Article ▸
■ ■ ■ ■ ■

Minister plays down fears over China stockpiling
Resources Minister Therese Coffey has played down fears that China’s ban on imported waste could cause chaos with the UK’s recycling of paper and plastic at a meeting of the Environmental Audit Committee (EAC) today (31 January), but has hinted at new rules to stimulate the use of recycled plastics.
Much of the hearing was spent dampening fears for the UK waste industry's future, but Coffey also told the committee that Defra is "considering whether we should set regulatory limits on the proportion of recyclate going into materials", following on from pledges from Evian and Coca-Cola to increase the recycled content of their packaging. Setting a minimum would represent a drastic change in approach for the government, which prefers the soft touch of voluntary initiatives, but Coffey said that this would be addressed in the upcoming Resources and Waste Strategy, adding: "There's going to be some quite radical shifts."
A day after representatives of the waste industry told the EAC that the Chinese ban constituted ‘the biggest problem the UK recycling industry has ever faced’, Coffey asserted she would “challenge the view that it's a crisis affecting the industry” and suggested that recycling companies so far seem to be coping with the material they have been unable to ship to China.
The hearing with Coffey was part of an urgent inquiry into the Chinese waste import restrictions and their effect on the UK waste industry. The Chinese Government announced in July that from the beginning of this year 24 grades of waste, including mixed paper and all post-consumer plastics, would no longer be permitted to enter the country for recycling, with restrictions on other materials following in March.

■ ■ ■ ■ ■

Required work ▸
Decide whether each statement below agrees with the article on China's waste import ban. Answer yes or no for each and quote the words of the article that settle it.
1. Coffey described the Chinese ban as a crisis for the UK recycling industry.
2. The restrictions announced by the Chinese Government cover 24 grades of waste, among them mixed paper.
3. The government usually favors voluntary initiatives over regulatory limits.

■ ■ ■ ■ ■

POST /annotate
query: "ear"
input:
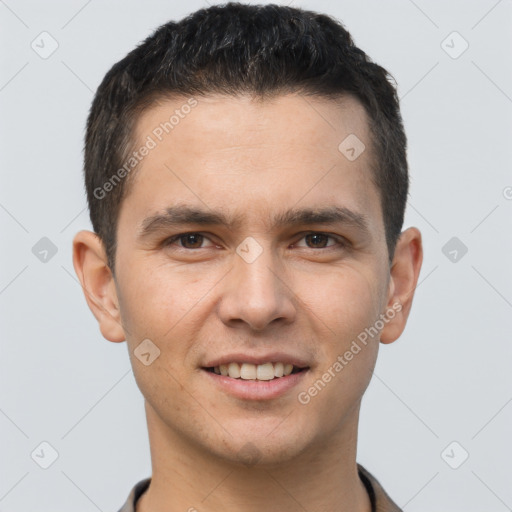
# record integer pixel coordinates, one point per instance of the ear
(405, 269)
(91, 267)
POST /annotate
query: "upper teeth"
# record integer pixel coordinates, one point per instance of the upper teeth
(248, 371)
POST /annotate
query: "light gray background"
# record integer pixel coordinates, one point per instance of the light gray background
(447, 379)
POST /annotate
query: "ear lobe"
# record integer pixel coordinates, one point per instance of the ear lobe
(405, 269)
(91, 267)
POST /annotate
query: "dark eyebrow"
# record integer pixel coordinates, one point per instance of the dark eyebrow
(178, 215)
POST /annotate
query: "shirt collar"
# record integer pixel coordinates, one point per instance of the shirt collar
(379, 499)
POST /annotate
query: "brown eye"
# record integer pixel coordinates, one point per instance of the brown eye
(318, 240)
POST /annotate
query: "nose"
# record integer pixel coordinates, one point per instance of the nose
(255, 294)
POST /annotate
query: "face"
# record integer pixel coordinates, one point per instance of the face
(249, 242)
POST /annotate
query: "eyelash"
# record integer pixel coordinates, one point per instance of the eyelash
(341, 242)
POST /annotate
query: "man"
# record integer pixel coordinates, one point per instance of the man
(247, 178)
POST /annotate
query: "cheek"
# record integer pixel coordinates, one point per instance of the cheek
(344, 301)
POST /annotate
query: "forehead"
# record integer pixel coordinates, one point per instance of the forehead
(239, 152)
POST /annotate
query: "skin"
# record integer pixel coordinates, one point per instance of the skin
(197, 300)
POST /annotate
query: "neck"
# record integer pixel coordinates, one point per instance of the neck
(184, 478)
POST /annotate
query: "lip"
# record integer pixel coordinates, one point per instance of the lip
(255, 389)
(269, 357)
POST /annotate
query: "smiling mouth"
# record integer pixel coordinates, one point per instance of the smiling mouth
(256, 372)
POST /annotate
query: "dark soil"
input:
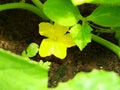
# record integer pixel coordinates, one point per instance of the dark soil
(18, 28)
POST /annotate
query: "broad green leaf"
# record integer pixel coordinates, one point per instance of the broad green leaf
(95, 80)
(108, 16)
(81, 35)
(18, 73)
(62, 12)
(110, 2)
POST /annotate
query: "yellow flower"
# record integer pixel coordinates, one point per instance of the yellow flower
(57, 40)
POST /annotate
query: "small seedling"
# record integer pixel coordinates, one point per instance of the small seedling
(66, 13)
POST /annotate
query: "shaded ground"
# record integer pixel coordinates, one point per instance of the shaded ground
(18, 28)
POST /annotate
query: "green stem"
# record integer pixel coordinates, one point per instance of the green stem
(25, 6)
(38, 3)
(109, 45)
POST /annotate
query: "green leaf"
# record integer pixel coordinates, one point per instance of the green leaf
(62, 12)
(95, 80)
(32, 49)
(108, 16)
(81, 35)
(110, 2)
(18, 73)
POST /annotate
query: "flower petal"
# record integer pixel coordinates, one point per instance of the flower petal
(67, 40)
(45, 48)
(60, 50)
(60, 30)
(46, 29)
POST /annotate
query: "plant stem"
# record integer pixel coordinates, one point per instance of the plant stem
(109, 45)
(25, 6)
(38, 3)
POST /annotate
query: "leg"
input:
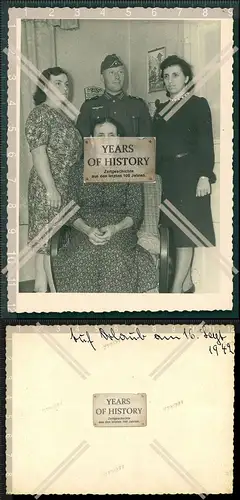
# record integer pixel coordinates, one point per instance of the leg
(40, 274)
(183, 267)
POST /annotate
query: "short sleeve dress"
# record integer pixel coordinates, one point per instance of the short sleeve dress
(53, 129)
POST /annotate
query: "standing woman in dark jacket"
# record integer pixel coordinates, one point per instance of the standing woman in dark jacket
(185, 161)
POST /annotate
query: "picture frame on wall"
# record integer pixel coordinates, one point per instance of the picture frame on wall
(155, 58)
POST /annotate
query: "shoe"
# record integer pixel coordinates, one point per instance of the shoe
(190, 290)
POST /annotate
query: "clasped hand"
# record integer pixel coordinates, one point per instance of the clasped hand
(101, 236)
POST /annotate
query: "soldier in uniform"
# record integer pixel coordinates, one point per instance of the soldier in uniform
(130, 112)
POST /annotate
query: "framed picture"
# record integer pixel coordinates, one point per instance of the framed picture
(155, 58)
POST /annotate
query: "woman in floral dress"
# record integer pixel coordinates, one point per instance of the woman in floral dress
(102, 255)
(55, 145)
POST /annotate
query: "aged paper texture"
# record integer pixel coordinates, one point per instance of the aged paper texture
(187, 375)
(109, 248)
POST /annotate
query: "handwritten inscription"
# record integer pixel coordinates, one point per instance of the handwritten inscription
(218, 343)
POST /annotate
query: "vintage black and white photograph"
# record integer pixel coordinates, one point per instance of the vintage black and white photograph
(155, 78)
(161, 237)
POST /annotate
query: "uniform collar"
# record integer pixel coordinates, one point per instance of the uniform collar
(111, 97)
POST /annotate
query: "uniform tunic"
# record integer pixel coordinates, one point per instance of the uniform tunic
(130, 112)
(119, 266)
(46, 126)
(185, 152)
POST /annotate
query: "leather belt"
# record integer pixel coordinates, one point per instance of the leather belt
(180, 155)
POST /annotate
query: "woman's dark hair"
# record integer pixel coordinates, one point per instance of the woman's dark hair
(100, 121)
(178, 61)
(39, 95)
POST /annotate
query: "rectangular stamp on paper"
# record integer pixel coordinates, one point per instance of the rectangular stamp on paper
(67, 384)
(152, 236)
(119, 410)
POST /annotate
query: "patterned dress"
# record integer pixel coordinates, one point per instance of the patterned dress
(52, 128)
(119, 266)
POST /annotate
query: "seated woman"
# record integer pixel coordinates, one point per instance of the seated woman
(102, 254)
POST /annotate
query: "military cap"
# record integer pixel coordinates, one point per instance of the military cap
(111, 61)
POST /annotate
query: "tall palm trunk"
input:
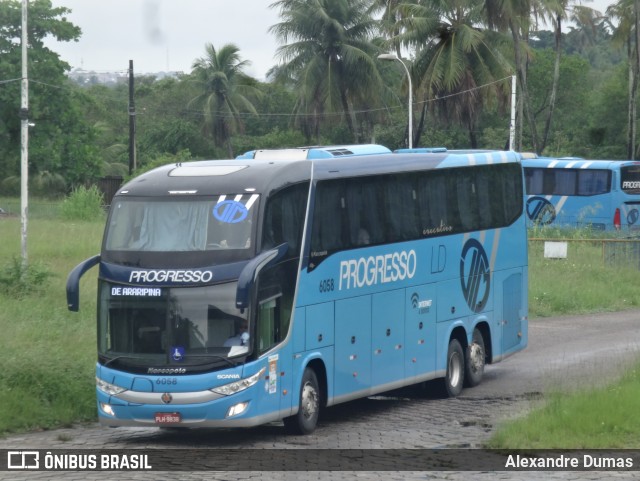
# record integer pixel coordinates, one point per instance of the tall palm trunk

■ ■ ■ ■ ■

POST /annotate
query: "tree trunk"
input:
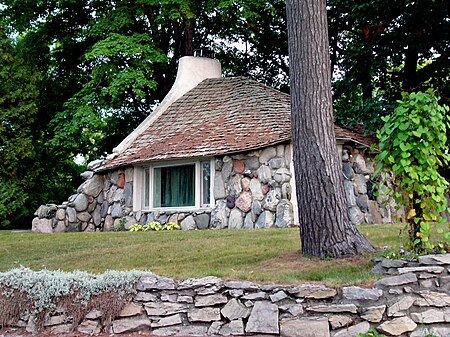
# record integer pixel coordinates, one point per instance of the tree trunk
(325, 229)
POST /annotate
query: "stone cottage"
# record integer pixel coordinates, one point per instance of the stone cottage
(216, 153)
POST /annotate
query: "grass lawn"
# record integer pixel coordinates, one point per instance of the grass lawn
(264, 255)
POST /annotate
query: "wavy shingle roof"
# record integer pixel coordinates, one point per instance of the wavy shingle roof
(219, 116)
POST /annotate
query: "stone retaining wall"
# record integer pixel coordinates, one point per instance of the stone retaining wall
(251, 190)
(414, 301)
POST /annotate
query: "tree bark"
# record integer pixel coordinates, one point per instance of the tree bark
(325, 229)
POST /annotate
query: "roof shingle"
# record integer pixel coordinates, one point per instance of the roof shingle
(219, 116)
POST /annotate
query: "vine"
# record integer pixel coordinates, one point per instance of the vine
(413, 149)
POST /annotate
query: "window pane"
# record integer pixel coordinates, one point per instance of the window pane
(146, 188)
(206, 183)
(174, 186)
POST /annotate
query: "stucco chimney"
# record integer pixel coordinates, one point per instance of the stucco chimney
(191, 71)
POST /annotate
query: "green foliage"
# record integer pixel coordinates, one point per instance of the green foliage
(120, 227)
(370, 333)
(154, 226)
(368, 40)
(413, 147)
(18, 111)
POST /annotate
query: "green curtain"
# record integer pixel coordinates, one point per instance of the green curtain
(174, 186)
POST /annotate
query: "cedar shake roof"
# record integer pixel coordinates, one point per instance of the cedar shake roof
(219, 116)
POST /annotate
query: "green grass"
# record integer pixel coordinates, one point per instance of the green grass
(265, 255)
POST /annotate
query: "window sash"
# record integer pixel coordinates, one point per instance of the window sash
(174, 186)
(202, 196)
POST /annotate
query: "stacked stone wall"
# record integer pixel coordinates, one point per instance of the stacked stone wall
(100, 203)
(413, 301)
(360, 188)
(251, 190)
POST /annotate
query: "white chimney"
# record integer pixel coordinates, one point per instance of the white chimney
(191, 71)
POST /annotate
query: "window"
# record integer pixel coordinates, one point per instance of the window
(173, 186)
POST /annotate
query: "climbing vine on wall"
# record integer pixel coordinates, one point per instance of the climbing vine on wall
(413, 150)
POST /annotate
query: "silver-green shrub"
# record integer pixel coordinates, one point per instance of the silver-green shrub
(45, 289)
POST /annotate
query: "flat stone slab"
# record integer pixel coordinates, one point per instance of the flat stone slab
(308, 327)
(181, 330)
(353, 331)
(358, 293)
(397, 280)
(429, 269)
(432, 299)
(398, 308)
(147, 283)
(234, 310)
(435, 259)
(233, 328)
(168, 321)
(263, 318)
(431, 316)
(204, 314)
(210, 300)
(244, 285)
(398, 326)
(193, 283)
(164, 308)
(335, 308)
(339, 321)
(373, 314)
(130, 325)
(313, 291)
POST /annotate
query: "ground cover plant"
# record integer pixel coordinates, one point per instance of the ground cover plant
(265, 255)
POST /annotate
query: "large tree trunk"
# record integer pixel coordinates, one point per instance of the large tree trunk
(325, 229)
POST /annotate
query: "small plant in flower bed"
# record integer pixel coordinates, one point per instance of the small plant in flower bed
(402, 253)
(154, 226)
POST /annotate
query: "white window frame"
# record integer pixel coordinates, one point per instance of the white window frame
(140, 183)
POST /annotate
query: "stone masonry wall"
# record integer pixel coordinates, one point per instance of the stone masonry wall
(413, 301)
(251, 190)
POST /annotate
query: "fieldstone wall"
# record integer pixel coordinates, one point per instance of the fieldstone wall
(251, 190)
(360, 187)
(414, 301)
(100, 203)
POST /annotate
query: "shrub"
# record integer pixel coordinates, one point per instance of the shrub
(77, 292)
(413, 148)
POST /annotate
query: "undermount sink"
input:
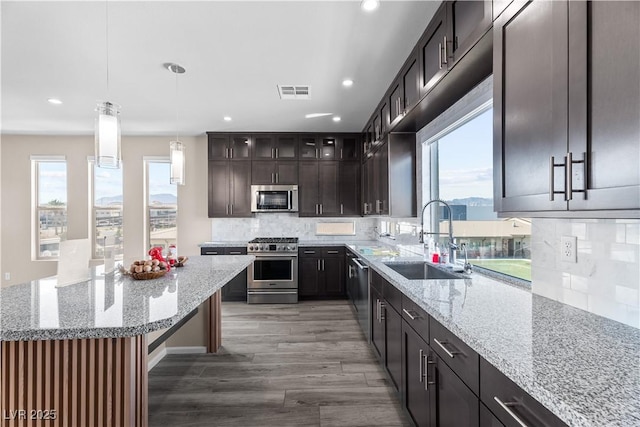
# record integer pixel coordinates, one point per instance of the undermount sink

■ ■ ■ ■ ■

Finished answer ▸
1. No: "challenge the view that it's a crisis affecting the industry"
2. Yes: "24 grades of waste, including mixed paper and all post-consumer plastics"
3. Yes: "which prefers the soft touch of voluntary initiatives"